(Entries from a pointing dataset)
★ ★ ★ ★
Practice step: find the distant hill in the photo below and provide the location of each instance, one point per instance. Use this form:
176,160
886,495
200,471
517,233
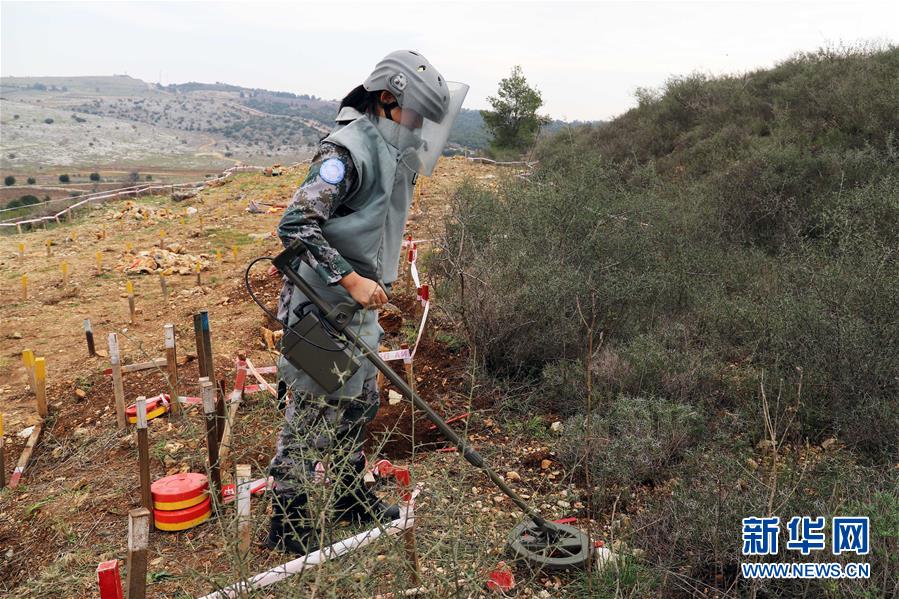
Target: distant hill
123,121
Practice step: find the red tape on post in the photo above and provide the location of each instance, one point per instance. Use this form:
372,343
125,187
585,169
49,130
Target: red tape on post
109,580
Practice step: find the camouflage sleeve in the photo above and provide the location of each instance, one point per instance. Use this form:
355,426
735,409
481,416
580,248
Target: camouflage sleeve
331,178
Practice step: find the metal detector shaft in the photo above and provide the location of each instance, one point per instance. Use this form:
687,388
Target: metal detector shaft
283,263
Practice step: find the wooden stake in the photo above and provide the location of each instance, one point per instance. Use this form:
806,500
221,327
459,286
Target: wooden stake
198,336
206,335
129,288
89,335
233,404
40,386
109,580
381,379
243,507
171,359
412,555
220,415
117,388
207,392
138,539
28,360
407,366
26,455
143,453
2,455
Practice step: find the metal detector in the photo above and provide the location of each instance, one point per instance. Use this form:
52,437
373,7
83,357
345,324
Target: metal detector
537,541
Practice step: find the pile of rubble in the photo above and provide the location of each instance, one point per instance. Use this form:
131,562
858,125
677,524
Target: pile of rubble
139,212
168,260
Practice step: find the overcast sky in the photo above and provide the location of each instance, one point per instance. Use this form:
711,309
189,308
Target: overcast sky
586,58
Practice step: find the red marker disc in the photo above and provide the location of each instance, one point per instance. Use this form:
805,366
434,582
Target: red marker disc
156,406
182,519
179,491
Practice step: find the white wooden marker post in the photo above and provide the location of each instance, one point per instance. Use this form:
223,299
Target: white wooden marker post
117,388
40,389
243,507
143,453
28,360
2,456
129,288
171,360
138,539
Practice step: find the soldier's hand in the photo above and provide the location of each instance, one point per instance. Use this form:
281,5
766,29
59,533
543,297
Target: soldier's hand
365,291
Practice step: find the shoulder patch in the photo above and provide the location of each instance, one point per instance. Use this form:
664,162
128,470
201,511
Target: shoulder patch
332,171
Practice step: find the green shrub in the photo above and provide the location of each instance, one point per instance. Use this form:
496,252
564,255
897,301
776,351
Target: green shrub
631,441
695,524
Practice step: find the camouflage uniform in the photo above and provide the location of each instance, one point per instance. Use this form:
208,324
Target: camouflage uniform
322,431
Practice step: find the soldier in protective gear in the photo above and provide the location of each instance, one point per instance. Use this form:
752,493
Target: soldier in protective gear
350,215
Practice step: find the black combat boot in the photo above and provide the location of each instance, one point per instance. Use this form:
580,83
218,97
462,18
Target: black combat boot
288,531
358,504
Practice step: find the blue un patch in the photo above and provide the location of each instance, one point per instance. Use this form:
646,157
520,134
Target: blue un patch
332,171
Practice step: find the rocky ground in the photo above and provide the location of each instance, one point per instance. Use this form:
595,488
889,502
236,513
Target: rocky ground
70,512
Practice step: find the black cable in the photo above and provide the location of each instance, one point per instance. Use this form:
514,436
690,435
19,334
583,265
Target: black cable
324,322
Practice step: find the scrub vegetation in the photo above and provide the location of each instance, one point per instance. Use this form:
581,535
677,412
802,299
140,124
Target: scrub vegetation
703,291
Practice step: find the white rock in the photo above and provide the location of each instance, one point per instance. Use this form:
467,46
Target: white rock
603,558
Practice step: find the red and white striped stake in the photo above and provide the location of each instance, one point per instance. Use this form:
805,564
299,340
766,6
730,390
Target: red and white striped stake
109,580
143,453
243,507
89,336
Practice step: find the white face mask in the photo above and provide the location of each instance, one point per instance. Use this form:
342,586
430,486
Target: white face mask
400,137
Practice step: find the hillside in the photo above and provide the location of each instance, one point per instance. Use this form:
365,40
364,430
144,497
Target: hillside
703,290
120,122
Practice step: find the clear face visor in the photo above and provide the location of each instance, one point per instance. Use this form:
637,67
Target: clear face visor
425,138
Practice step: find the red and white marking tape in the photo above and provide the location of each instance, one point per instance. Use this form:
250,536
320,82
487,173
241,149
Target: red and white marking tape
278,573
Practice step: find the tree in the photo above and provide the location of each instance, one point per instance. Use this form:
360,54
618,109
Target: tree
514,121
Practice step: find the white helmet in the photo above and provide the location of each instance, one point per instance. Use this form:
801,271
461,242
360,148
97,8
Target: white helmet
430,104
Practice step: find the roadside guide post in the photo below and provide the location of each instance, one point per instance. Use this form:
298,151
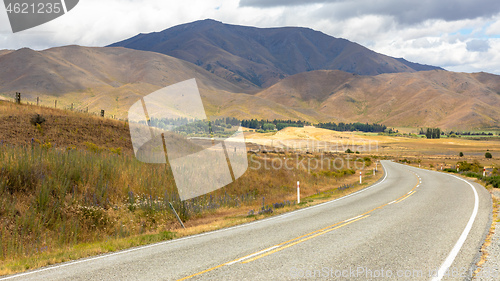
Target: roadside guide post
298,192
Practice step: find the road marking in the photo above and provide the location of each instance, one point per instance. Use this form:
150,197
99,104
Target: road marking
253,255
454,252
404,198
302,240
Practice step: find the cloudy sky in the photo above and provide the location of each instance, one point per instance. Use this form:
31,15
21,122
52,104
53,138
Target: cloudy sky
458,35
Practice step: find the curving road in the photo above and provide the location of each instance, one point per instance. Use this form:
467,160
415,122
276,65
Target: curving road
413,224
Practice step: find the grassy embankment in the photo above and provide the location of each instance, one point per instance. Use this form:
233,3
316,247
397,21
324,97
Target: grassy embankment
71,188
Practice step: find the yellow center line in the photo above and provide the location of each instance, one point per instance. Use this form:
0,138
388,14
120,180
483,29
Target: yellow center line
300,241
279,247
410,194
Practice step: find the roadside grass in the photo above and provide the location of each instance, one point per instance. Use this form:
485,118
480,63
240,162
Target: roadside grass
58,204
487,242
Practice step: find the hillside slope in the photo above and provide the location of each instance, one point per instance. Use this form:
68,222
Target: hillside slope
250,56
431,98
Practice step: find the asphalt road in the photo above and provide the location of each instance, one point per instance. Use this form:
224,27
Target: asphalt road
413,224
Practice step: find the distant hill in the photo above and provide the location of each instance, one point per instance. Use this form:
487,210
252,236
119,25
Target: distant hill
115,78
260,57
443,99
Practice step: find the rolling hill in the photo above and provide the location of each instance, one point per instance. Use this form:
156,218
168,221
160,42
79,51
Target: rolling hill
259,57
439,98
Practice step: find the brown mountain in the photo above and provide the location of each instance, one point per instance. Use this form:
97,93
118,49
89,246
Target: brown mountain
114,78
249,56
444,99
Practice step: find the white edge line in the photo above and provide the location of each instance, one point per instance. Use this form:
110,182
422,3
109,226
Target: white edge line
454,252
189,237
351,219
252,255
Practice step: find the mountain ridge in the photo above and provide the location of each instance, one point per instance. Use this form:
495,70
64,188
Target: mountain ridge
251,56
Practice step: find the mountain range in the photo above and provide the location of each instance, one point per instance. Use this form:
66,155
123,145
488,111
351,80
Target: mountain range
248,72
259,57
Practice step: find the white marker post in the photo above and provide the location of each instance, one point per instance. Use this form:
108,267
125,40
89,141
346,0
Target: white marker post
298,192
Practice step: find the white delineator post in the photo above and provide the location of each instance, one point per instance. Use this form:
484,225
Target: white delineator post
298,192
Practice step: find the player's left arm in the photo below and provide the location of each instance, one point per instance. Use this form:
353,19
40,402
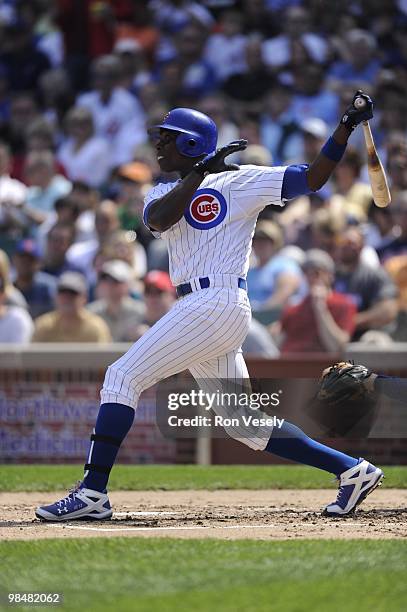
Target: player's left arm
303,179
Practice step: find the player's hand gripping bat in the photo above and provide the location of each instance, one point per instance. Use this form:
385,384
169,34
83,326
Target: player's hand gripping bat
377,176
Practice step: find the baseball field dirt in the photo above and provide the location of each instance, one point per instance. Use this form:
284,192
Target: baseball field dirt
224,514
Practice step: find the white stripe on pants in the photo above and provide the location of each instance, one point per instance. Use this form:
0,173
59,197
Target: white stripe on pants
203,332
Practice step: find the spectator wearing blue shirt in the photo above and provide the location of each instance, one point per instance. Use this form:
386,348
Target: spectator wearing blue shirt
37,287
312,99
360,66
275,279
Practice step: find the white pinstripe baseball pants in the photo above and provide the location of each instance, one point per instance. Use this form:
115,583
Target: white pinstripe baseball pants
203,332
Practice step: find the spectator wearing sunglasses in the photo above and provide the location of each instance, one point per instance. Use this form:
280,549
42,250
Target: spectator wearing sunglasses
70,321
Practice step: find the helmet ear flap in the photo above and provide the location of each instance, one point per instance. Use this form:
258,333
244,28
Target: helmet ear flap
191,145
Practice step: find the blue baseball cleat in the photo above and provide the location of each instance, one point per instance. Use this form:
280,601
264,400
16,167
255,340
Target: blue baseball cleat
354,486
80,503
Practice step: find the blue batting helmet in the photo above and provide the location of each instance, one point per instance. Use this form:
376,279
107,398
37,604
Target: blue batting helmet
198,133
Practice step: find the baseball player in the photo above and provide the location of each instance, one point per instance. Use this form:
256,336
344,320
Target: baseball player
207,218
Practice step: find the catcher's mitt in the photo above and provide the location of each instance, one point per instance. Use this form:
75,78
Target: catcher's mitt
344,382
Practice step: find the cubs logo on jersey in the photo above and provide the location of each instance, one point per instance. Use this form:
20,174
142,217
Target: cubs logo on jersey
207,209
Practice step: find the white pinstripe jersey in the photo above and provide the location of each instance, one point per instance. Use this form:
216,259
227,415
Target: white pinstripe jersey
215,234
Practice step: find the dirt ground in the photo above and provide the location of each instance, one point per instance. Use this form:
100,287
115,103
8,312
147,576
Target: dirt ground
265,515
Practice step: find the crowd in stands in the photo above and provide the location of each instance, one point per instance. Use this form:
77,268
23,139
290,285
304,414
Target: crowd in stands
80,84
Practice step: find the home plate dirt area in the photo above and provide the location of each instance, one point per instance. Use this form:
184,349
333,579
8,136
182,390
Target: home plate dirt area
237,514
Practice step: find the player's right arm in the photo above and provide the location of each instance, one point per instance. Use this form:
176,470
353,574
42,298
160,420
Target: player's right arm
164,212
167,210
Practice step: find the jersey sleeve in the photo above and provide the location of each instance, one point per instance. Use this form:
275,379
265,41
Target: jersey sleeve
255,187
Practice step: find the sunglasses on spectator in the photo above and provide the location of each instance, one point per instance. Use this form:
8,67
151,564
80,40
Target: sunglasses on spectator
66,291
153,291
109,278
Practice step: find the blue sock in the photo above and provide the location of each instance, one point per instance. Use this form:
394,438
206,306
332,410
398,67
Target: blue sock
112,426
291,442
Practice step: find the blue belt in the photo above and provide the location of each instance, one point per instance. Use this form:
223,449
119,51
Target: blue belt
186,288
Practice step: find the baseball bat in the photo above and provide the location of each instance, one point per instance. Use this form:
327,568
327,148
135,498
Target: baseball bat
377,175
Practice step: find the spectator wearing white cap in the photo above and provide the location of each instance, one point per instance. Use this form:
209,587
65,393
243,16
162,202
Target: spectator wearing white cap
85,156
159,297
16,325
324,320
121,313
70,321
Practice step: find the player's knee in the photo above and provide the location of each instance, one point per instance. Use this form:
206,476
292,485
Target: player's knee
120,382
★ ★ ★ ★
Quote the lines of the listing above that run from the line with "Practice step: find the jersey" through its last line, both included, and nothing else.

Solution to the exercise:
Practice step: find the jersey sleeve in the photo above and provide the location of each instance, one point per instance. Use this form:
275,379
265,41
Target: jersey sleeve
255,187
Practice step: find the sunglasses on spectator in the photo above and provide the location of each instance, one point per instance. Use this form:
8,67
151,564
80,40
Target: sunglasses on spectator
66,291
153,291
109,278
Practice step: find the blue sock in the photo above and provide the location of each instance, one point per instance. Use this form:
394,438
206,306
332,410
398,67
Target: blue sock
112,426
291,442
Practice step: find the blue belt in the photo above and provide the location of each instance, one point per instance. Use this form:
223,449
119,51
Target: blue belt
186,288
Practice step: find the baseball bat in the photo above and provide the location of each instance, one point per instance. Use this form:
327,568
327,148
135,498
Target: baseball bat
377,175
Practice step: find the spectator wearing white cap in the photo above and provide the location of each instance, one point per instance. Use this form:
209,587
65,393
243,16
162,202
Target: spectator wearing white cap
85,156
159,297
16,325
324,320
121,313
70,321
Practice step: find the player's knee in the photo above and provide the location of each instance, one point per instance. Use this form:
206,476
292,485
Target: player's knee
120,382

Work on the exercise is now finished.